Extracted text
********************

The door to another piece of Fenton history has been closed. Walden’s Lounge, located on North LeRoy Street for more than 80 years, has been closed, likely permanently.
In 1934, Phyllis (Lunt) Walden and her husband Malvin J. Walden purchased the Cobblestone Tavern on North LeRoy and renovated it. After a fire in 1964, the bar was rebuilt and named Walden’s Lounge. Her husband died in 1972.
Phyllis Walden was born in Lancaster, England and came to this country in 1911 with her family aboard the RMS
Lusitania. Four years later, it was sunk by German submarines.
She proudly displayed the small high-button shoes she wore when arriving at Ellis Island. She donated money for the restoration of the island and the Statue of Liberty.
Fentonites remember Phyllis as a friendly, caring and hardworking woman, who was proud to be an American.
Phyllis died at her North LeRoy Street residence on Dec. 21, 2002 at the age of 96, after a lingering illness. Funeral services were held that Christmas Eve and she now rests in Fenton’s Oakwood Cemetery.
The bar, which has one of the oldest liquor licenses in the state, was until recently owned and operated by her two sons, Malvin E. Walden, known to family and friends as “Babe,” who died in April of 2013 at the age of 69. Duane, affectionately known as “Fuzzy,” died June 22 of this year at the age of 76.

********************

Excerpted records
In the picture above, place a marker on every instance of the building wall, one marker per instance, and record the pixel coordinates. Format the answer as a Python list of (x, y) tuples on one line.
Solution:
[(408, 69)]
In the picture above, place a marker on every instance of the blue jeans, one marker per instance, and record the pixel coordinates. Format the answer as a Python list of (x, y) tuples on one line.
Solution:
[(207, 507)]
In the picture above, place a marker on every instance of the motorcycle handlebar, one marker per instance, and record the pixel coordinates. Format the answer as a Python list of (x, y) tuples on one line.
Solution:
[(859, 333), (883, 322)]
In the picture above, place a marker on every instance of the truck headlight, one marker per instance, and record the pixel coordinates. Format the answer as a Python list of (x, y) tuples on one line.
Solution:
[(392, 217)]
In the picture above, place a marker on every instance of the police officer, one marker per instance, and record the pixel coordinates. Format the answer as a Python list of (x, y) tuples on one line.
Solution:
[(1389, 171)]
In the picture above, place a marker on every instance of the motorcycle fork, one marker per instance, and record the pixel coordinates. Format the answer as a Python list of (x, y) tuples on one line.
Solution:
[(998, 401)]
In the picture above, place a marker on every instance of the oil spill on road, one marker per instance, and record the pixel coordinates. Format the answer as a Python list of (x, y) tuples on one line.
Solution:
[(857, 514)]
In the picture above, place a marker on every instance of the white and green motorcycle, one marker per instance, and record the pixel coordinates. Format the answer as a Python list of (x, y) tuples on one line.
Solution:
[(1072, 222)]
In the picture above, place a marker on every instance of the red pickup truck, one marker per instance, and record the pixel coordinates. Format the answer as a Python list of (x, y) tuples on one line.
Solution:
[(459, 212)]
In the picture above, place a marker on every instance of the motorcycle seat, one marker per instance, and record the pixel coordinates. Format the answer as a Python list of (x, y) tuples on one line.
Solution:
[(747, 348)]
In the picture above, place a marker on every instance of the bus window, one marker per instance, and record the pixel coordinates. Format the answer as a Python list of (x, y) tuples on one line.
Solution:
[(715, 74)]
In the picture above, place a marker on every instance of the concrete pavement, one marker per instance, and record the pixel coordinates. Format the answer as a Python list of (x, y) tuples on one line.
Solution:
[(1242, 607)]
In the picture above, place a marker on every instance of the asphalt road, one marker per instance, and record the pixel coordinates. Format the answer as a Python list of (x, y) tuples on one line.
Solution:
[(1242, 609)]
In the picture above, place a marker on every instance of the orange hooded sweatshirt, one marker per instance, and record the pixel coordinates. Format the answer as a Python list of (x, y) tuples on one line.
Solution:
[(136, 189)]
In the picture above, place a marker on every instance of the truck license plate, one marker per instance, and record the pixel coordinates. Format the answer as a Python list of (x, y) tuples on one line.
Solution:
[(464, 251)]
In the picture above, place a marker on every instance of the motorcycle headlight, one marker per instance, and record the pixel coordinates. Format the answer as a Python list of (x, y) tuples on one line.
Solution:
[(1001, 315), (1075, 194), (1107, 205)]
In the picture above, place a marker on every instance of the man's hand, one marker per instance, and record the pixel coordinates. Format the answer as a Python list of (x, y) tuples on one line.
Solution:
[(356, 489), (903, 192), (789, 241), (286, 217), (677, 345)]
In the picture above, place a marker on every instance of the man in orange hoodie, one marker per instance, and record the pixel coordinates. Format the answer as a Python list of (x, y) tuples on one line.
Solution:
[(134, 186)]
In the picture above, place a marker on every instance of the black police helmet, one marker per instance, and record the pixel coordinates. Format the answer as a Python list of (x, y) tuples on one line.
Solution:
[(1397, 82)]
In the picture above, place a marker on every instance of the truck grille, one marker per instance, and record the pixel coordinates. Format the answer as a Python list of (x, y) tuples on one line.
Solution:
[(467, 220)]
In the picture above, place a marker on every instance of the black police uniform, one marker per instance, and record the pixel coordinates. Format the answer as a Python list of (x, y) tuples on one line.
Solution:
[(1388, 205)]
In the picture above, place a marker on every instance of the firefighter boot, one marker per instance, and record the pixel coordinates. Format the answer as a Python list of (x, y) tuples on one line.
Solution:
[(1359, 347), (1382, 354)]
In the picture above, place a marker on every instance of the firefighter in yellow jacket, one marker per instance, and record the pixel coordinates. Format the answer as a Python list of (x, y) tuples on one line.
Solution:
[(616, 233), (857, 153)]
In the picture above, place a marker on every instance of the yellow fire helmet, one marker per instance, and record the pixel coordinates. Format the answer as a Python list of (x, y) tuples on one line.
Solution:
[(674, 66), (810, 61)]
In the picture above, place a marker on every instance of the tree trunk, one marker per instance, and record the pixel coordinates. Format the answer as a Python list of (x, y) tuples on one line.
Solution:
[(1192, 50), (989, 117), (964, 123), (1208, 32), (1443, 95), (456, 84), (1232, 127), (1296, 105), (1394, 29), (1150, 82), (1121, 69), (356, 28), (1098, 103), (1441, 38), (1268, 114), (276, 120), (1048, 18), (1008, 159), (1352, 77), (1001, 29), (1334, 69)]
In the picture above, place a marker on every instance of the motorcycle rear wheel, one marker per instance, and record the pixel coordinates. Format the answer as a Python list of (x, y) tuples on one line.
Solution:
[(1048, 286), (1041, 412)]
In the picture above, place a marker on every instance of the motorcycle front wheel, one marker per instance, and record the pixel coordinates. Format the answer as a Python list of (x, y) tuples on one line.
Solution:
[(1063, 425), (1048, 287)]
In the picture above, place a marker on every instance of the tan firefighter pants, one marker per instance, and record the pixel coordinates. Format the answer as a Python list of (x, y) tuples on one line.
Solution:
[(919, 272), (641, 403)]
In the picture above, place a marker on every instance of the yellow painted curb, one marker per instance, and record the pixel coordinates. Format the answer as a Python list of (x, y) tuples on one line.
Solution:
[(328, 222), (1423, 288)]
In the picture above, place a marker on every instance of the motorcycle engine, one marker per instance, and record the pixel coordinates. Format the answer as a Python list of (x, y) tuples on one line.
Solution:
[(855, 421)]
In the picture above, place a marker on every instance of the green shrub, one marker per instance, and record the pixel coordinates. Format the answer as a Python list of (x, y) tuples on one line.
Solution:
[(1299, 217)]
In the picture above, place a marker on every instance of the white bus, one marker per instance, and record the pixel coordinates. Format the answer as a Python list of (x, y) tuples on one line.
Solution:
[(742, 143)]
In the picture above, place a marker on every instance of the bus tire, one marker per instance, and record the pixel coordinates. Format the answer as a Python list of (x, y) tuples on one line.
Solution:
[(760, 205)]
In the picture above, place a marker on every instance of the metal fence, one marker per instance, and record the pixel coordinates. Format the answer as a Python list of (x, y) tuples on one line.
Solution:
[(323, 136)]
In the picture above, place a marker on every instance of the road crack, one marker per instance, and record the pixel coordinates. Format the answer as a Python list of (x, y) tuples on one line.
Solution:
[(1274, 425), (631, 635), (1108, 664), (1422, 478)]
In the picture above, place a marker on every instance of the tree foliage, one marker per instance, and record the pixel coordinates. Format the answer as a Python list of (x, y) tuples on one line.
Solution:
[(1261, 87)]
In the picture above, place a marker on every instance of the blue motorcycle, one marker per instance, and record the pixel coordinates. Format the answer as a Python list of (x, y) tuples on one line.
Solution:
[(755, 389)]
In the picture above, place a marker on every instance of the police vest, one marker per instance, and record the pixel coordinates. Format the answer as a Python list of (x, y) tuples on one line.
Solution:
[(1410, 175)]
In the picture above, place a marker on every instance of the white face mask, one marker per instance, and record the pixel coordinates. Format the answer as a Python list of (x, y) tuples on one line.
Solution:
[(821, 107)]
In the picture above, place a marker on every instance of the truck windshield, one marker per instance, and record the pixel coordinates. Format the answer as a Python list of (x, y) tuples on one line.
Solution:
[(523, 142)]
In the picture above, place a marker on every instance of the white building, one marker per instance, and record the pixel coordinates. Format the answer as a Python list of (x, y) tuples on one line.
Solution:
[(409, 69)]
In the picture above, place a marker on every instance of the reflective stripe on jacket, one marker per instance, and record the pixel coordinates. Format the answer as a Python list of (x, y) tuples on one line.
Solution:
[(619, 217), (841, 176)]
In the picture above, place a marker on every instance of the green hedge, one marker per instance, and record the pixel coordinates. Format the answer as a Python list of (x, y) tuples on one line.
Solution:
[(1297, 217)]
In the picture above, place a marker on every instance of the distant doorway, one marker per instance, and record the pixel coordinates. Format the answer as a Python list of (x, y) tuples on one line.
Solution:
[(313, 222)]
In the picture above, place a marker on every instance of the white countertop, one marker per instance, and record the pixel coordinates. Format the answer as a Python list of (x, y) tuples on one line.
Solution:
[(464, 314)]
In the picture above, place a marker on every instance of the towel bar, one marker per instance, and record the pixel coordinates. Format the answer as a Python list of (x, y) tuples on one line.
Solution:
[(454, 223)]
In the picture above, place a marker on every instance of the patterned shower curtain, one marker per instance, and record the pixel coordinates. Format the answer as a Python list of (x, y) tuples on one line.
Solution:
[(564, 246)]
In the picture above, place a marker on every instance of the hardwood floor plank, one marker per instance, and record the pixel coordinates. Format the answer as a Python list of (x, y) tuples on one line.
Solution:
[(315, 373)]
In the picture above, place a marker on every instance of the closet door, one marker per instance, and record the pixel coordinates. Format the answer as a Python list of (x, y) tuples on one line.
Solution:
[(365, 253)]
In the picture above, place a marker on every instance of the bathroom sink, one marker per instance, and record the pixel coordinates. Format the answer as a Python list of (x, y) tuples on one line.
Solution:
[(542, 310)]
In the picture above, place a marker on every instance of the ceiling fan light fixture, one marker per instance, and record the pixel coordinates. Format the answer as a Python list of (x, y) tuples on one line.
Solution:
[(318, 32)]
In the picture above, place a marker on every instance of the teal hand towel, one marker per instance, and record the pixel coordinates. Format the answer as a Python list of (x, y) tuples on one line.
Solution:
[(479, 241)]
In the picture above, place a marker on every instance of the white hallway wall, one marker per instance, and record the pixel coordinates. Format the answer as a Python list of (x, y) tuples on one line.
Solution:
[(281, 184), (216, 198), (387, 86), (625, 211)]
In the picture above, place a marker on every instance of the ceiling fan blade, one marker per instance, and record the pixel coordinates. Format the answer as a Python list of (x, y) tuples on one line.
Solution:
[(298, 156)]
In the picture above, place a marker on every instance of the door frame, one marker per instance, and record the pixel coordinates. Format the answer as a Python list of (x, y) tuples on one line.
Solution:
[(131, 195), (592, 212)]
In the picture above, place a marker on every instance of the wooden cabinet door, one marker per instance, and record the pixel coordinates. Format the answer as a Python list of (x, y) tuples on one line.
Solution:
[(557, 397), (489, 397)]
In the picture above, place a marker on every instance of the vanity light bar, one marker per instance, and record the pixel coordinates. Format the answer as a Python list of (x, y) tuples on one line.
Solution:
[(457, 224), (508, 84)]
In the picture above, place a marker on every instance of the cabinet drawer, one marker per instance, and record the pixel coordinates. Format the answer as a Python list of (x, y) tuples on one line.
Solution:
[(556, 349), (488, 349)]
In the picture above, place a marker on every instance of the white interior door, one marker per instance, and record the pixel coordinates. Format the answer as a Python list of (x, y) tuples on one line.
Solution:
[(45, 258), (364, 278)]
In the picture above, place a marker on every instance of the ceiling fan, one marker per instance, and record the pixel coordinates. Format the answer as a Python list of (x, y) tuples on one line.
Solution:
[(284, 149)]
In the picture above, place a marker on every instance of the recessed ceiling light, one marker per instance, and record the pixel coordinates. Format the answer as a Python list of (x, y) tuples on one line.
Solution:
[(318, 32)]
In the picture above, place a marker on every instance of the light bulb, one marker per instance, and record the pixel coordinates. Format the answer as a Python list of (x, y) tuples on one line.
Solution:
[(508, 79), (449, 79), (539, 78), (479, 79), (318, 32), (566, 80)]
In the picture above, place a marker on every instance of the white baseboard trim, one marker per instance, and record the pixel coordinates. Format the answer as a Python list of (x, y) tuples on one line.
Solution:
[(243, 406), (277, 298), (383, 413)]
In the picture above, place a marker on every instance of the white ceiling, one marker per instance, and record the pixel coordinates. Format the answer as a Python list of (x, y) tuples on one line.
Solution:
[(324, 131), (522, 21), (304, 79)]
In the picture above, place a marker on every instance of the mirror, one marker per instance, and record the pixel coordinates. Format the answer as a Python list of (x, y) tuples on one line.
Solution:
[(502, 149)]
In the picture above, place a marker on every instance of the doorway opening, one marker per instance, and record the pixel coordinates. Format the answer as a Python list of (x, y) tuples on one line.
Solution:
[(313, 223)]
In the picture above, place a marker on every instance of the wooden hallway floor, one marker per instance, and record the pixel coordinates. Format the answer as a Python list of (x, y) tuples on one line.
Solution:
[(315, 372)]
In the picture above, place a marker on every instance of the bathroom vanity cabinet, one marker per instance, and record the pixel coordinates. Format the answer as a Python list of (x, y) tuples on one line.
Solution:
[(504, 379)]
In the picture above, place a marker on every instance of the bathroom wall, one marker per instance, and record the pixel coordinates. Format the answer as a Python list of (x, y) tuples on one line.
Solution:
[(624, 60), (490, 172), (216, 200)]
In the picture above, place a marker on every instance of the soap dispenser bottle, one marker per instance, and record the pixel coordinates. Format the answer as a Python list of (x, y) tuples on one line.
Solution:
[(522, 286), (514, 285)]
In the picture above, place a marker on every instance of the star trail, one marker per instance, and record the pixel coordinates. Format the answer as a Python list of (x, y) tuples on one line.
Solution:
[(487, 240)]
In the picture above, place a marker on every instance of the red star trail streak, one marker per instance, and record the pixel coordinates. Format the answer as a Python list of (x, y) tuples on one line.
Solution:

********************

Required action
Reproduce the passage of the Walden's Lounge article starting at "Fentonites remember Phyllis" and ending at "the age of 76.".

Output below
Fentonites remember Phyllis as a friendly, caring and hardworking woman, who was proud to be an American.
Phyllis died at her North LeRoy Street residence on Dec. 21, 2002 at the age of 96, after a lingering illness. Funeral services were held that Christmas Eve and she now rests in Fenton’s Oakwood Cemetery.
The bar, which has one of the oldest liquor licenses in the state, was until recently owned and operated by her two sons, Malvin E. Walden, known to family and friends as “Babe,” who died in April of 2013 at the age of 69. Duane, affectionately known as “Fuzzy,” died June 22 of this year at the age of 76.